(ITEMS)
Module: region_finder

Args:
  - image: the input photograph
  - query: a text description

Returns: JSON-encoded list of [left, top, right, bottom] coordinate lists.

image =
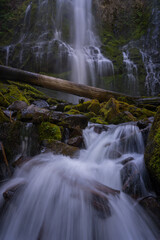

(WHAT YOU NEED TO DO)
Reproduce every line of the listing above verbatim, omitting the picture from your answer.

(SOLUTION FOR THIS EXERCISE)
Module: region_finder

Args:
  - image: the input photograph
  - query: a text description

Returns: JSON-encoded list of [left, top, right, bottom] coordinate lists.

image =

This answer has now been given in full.